• [Collection entries]
#####
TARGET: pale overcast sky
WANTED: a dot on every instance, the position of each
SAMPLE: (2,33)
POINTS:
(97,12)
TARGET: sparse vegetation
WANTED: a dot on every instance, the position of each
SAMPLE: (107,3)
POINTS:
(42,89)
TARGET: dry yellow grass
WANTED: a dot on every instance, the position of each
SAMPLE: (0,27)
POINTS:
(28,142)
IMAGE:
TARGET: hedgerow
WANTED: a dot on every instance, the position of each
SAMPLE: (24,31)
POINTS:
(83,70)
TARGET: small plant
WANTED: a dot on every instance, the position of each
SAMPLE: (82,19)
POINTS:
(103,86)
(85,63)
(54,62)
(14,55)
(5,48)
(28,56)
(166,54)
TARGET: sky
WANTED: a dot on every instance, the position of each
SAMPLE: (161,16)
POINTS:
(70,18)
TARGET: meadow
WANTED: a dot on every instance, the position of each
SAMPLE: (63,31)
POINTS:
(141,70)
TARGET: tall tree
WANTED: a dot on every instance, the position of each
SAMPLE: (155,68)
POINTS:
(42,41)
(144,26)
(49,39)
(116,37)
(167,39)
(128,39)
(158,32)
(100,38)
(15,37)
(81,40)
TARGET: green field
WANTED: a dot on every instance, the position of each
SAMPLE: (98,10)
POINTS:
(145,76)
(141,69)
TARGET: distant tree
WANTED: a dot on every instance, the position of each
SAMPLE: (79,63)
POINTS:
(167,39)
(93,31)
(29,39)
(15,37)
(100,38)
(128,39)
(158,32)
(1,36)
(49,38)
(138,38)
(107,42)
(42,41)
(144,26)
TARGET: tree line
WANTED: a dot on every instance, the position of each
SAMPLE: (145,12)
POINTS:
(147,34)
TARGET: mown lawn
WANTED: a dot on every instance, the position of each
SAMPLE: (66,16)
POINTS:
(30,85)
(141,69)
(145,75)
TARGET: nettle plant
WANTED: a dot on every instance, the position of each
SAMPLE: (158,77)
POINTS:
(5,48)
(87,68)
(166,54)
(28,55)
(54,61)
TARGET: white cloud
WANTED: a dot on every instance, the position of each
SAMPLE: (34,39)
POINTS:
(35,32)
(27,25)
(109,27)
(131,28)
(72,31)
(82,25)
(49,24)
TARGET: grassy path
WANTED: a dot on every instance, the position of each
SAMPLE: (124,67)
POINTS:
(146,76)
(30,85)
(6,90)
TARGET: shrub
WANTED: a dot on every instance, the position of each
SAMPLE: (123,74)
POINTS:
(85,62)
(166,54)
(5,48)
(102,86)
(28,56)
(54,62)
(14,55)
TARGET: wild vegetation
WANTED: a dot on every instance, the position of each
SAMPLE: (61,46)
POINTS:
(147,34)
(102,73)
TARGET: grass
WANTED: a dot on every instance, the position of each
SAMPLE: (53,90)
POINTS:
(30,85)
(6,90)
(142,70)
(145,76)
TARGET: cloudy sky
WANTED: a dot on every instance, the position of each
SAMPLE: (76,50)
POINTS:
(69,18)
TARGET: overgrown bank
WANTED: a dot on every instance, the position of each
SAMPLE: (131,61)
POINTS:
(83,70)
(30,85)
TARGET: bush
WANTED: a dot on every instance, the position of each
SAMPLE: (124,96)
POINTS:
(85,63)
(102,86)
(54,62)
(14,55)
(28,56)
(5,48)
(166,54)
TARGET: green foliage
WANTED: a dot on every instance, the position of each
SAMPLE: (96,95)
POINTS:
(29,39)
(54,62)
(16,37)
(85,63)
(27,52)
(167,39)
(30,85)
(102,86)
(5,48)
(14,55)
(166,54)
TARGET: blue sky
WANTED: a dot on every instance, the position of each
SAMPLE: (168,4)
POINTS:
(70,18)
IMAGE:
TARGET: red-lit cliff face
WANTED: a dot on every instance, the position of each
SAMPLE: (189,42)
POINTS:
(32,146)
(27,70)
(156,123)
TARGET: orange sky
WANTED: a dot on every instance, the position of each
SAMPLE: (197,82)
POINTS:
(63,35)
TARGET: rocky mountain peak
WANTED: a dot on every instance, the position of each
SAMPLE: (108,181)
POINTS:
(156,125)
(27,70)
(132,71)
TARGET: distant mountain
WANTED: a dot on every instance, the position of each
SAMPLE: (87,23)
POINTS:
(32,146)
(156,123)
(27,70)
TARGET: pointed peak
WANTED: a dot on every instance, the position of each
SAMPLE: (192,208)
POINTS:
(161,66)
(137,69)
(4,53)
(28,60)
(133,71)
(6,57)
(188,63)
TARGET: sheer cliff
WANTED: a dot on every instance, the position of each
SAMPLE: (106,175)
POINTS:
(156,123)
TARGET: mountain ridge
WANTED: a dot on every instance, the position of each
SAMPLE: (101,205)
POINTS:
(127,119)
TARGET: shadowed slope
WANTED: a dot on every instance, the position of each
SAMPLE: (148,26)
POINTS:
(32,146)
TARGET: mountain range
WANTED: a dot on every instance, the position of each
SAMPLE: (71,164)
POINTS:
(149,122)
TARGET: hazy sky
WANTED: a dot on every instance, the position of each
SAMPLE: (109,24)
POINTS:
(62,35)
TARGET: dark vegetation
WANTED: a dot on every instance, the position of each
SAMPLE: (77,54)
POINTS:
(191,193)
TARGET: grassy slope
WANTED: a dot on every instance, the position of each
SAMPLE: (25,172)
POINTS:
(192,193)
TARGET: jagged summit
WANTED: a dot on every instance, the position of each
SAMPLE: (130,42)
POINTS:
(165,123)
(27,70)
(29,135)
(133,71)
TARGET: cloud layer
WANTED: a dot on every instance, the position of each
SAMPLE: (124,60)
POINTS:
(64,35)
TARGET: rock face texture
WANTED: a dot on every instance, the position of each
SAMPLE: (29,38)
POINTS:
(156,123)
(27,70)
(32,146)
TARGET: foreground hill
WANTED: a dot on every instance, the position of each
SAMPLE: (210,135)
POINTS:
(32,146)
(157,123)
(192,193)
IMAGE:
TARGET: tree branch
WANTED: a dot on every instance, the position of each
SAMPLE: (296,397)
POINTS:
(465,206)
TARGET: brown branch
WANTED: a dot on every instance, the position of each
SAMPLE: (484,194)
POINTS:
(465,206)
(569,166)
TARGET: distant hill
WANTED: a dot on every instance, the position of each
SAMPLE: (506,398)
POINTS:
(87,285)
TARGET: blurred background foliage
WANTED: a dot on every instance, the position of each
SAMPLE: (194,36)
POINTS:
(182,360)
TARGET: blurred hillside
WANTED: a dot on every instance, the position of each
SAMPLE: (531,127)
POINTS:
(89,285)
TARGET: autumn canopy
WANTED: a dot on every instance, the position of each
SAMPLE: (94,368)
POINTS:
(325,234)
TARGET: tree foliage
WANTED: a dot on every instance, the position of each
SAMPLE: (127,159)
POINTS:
#####
In the entries above, please find the line with "TARGET: bush" and the line with "SAMPLE: (96,95)", then write out exactly those two lines and every line between them, and nothing more.

• [ANSWER FOR THE TASK]
TARGET: bush
WANTED: a dot on every instance, the position of each
SAMPLE: (124,96)
POINTS:
(85,63)
(102,86)
(54,62)
(14,55)
(28,56)
(5,48)
(166,54)
TARGET: green foliage
WANTED: a dot on every instance, the position of each
SAMPLE: (96,95)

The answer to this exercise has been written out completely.